-- PROVIDED RECORDS follows --

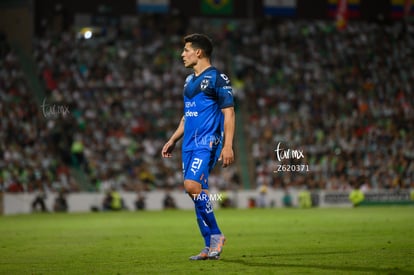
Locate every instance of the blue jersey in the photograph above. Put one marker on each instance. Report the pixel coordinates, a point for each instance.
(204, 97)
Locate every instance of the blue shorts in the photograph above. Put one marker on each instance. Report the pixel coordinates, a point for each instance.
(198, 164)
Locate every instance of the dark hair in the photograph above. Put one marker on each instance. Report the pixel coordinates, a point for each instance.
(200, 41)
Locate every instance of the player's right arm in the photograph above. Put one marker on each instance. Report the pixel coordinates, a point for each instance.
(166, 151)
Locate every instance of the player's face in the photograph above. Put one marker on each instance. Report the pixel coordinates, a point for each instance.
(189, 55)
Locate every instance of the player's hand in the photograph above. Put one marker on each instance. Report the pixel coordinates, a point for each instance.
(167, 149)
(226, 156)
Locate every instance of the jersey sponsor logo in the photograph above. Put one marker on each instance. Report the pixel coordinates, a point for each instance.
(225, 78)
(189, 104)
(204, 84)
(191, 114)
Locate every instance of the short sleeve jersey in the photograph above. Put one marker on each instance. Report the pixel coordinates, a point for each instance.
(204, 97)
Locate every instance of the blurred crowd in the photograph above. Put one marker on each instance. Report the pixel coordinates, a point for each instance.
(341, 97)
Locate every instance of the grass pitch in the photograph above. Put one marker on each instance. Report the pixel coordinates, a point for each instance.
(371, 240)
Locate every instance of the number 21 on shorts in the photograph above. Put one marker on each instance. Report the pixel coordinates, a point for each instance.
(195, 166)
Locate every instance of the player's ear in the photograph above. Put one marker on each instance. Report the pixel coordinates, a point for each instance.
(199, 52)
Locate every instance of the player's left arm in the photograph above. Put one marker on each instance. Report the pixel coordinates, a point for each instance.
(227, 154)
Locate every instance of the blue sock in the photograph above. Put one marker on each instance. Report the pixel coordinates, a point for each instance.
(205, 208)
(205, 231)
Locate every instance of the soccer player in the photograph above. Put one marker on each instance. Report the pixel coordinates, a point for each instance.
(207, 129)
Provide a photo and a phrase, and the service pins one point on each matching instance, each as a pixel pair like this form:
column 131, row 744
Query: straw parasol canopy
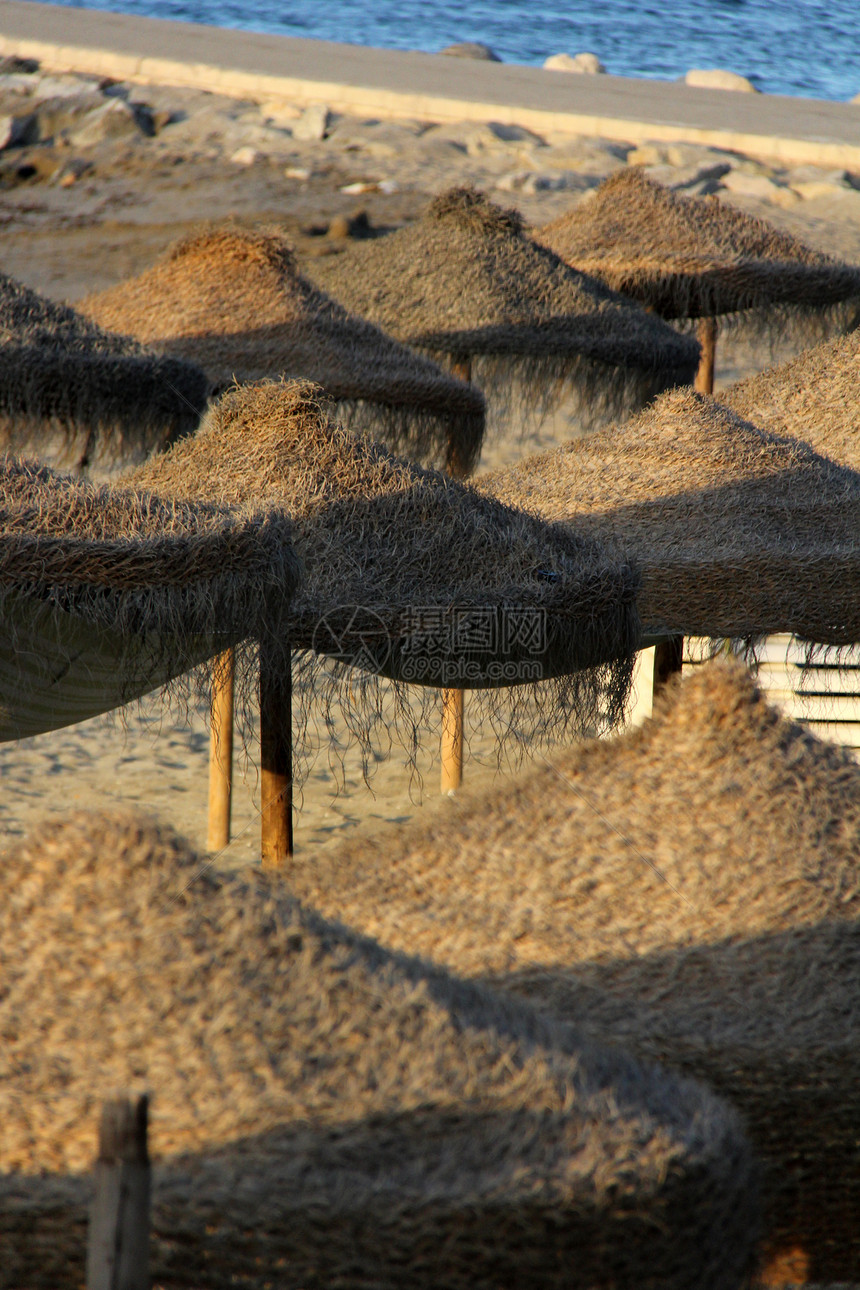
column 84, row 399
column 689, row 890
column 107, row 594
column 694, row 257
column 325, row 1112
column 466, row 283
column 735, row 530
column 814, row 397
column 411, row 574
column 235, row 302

-- PROVIDED RECORDS concluded --
-- PROVIDED RECORDS follows --

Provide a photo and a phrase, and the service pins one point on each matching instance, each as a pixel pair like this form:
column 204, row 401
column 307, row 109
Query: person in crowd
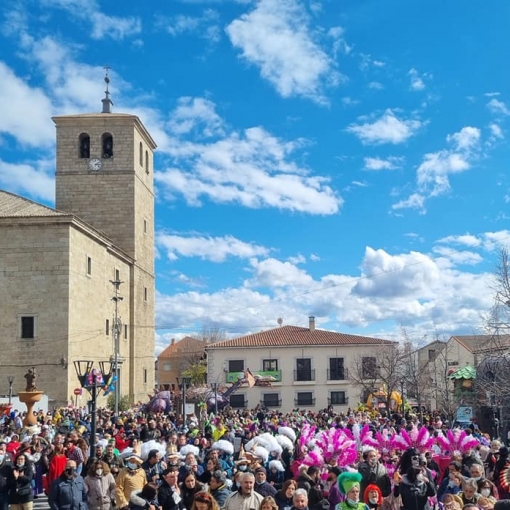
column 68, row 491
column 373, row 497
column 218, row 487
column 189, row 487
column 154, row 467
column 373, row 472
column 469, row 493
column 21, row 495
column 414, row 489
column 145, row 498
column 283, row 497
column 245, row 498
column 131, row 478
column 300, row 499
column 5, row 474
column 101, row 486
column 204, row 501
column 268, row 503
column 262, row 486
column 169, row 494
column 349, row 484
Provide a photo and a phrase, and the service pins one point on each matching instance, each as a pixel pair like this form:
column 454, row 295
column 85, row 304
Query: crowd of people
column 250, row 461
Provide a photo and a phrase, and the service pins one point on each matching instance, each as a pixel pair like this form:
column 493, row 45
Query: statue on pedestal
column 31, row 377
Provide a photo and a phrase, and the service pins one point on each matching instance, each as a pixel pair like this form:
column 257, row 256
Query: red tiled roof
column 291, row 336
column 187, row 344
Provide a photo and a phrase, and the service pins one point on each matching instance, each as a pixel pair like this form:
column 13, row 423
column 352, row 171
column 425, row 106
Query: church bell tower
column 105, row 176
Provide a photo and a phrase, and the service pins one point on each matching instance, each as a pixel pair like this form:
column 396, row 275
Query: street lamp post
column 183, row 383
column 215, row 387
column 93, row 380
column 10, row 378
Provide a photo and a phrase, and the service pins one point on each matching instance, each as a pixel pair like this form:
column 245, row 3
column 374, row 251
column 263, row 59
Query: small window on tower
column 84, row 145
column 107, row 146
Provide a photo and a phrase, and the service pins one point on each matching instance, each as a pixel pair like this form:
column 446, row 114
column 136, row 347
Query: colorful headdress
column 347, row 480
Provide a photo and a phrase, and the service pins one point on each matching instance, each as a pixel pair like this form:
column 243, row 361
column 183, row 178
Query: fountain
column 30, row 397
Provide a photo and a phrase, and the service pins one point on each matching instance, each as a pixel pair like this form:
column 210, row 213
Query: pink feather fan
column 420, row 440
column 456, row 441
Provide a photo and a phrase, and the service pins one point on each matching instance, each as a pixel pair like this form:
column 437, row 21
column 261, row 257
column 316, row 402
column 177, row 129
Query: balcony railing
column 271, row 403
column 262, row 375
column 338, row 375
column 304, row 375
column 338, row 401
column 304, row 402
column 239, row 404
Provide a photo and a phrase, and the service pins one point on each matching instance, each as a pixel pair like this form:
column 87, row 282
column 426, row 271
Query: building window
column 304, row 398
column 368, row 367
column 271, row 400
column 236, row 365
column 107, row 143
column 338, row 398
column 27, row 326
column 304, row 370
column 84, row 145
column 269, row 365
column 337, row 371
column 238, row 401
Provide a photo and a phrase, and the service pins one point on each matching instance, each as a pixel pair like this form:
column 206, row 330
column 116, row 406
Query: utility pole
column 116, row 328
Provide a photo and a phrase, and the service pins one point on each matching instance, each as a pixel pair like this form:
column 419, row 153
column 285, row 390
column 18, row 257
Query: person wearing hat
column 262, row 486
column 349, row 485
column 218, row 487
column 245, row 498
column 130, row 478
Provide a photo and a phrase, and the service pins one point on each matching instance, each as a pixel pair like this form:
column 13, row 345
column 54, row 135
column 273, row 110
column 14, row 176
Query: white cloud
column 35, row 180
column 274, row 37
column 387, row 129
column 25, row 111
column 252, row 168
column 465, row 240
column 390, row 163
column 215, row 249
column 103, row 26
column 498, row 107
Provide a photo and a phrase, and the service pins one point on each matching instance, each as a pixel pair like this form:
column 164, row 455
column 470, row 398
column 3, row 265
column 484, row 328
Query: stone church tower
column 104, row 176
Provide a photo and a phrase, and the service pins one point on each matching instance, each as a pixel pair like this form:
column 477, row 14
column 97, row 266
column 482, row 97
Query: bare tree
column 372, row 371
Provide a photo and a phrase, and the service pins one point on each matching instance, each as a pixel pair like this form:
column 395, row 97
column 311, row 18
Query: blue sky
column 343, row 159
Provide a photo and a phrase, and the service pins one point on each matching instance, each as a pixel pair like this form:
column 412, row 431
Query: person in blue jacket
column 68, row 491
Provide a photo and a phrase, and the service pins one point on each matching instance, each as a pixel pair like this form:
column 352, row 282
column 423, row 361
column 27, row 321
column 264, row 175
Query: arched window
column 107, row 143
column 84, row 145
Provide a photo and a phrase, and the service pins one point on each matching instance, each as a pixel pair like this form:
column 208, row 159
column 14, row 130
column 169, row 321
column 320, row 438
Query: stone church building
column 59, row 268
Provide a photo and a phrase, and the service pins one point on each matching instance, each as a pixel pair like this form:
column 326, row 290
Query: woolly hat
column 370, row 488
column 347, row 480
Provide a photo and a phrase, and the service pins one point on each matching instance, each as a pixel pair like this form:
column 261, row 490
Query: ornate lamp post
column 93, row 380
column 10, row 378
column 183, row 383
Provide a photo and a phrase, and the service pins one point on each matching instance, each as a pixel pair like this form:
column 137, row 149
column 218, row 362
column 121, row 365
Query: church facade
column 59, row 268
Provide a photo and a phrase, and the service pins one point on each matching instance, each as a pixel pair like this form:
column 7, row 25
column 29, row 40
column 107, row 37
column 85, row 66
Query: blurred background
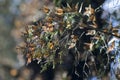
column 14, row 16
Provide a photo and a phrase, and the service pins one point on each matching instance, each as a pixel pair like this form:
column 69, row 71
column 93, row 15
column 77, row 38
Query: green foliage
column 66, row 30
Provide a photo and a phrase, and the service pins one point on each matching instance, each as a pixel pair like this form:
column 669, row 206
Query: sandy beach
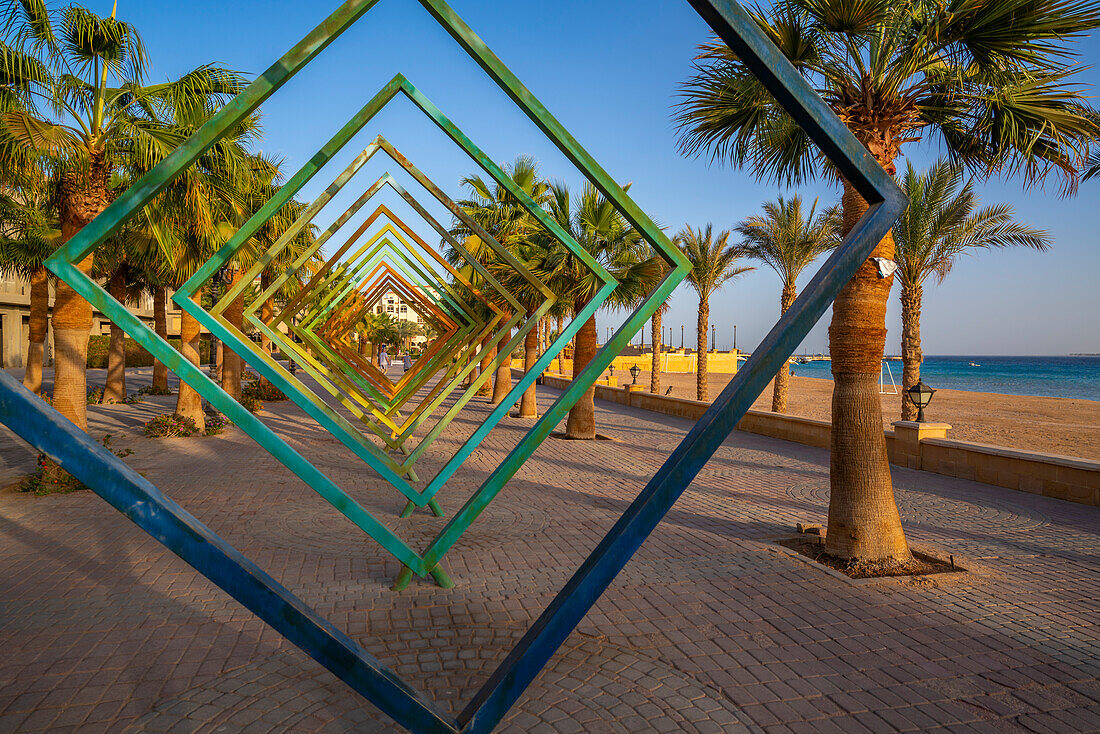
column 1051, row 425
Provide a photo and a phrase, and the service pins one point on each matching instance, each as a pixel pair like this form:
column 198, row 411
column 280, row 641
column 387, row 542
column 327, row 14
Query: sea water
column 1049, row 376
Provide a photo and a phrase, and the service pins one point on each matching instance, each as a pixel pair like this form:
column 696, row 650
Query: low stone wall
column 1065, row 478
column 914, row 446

-- PROVIDED RECORDS concluded --
-- PROVIDED RECORDS follows --

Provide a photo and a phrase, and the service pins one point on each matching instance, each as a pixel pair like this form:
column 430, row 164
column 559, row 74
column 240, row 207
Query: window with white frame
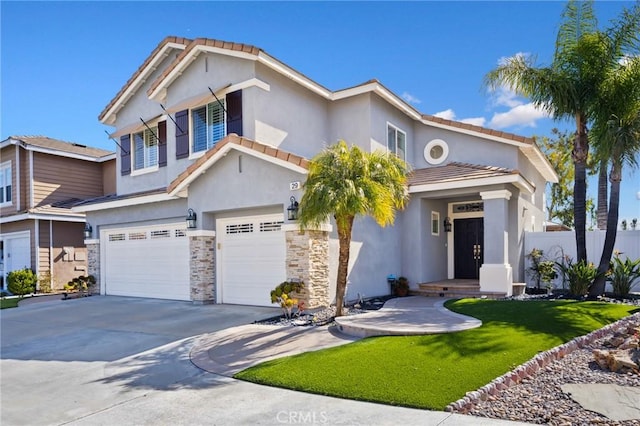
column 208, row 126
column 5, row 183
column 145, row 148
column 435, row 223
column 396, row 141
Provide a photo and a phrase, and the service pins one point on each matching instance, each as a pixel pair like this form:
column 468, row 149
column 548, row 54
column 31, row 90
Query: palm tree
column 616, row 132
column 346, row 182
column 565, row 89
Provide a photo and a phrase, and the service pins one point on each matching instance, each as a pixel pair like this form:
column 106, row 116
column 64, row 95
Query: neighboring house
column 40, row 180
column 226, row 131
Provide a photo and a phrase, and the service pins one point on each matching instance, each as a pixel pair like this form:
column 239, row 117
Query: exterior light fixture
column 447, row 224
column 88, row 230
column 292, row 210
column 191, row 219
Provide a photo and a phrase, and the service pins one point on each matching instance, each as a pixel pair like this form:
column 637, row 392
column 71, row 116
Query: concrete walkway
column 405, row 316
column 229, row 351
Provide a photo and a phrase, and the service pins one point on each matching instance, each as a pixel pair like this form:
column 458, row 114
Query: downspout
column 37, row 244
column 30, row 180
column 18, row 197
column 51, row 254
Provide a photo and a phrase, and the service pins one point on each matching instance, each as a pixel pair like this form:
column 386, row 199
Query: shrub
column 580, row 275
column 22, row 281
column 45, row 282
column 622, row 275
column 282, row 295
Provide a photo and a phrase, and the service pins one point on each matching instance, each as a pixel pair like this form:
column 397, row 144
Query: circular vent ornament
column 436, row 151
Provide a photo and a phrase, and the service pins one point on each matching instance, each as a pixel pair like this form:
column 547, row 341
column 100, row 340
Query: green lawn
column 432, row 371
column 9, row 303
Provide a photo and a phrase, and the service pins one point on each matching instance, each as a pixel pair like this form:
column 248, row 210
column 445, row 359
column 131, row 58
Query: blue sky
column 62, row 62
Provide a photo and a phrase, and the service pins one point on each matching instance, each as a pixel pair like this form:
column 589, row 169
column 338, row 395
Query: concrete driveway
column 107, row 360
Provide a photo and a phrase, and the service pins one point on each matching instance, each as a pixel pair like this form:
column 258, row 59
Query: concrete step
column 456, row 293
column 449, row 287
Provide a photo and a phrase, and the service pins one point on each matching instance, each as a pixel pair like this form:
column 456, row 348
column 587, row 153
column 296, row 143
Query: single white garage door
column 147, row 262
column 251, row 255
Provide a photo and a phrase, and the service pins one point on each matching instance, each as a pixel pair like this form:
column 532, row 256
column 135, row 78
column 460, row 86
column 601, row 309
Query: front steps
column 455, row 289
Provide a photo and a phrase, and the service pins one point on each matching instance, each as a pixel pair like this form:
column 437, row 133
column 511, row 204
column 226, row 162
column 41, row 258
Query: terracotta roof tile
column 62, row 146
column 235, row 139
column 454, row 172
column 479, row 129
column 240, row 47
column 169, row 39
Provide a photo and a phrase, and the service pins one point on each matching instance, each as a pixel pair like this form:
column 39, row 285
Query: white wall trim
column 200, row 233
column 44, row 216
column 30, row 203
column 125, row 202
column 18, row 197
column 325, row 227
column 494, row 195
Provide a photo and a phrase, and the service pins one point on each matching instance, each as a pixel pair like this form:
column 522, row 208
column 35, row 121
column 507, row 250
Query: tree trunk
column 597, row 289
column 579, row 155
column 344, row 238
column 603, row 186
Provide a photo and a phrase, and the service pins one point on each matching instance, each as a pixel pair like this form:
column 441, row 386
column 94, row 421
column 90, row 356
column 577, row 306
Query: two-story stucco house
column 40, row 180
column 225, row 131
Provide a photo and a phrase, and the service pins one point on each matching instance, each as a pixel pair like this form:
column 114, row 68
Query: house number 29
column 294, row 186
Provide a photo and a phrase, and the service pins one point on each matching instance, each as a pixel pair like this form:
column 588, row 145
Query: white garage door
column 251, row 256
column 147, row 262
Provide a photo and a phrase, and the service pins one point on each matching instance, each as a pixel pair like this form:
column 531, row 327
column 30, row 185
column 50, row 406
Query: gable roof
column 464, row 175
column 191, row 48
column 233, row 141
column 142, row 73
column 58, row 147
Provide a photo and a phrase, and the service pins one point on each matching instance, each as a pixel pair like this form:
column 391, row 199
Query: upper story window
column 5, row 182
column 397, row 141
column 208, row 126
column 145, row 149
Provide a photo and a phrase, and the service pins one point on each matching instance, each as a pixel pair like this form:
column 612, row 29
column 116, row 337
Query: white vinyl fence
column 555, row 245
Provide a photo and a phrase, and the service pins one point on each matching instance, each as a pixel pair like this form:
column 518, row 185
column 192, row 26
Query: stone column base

-- PROVIDED RECORDS concluded --

### DESCRIPTION OF THE TASK:
Taking the lines above, repeat exactly those from the line that contains "column 263, row 59" through the line that contains "column 18, row 257", and both of those lines as well. Include nothing else.

### TASK OUTPUT:
column 263, row 59
Query: small window on tower
column 84, row 145
column 107, row 146
Provide a photo and a phrase, and the service pins one point on each matching instance, each as a pixel pair like this form:
column 446, row 114
column 136, row 347
Query: colorful headdress
column 347, row 480
Provide a photo and a phrase, and the service pins one point on each matching instance, each as a pixel pair like this form:
column 243, row 361
column 183, row 178
Query: fountain
column 30, row 397
Provide a photo and a phrase, and the service pins one point on each matching instance, each as a pixel pair like this form:
column 210, row 213
Query: pink feather fan
column 420, row 440
column 456, row 441
Provide a photo and a phrase, and the service pins one point on each matching instance, each as a pixel pair like this form:
column 437, row 21
column 261, row 257
column 316, row 402
column 177, row 129
Query: balcony railing
column 271, row 403
column 262, row 375
column 338, row 375
column 304, row 375
column 338, row 401
column 304, row 402
column 239, row 404
Provide a photo and a phrase, and the service pins one point on each matching instance, each as a pixel pair like this form:
column 87, row 282
column 426, row 271
Query: building window
column 304, row 398
column 368, row 367
column 271, row 400
column 236, row 365
column 107, row 143
column 338, row 398
column 27, row 326
column 304, row 370
column 84, row 145
column 269, row 365
column 337, row 371
column 238, row 401
Provide a photo and a phrase, and the service pins one point on each matching instance, each as a pixel pair like this form:
column 206, row 330
column 116, row 406
Query: utility pole
column 116, row 328
Provide a photo and a phrase, and the service pins one point on each matching instance, each as a pixel pair like this form:
column 419, row 153
column 285, row 390
column 18, row 257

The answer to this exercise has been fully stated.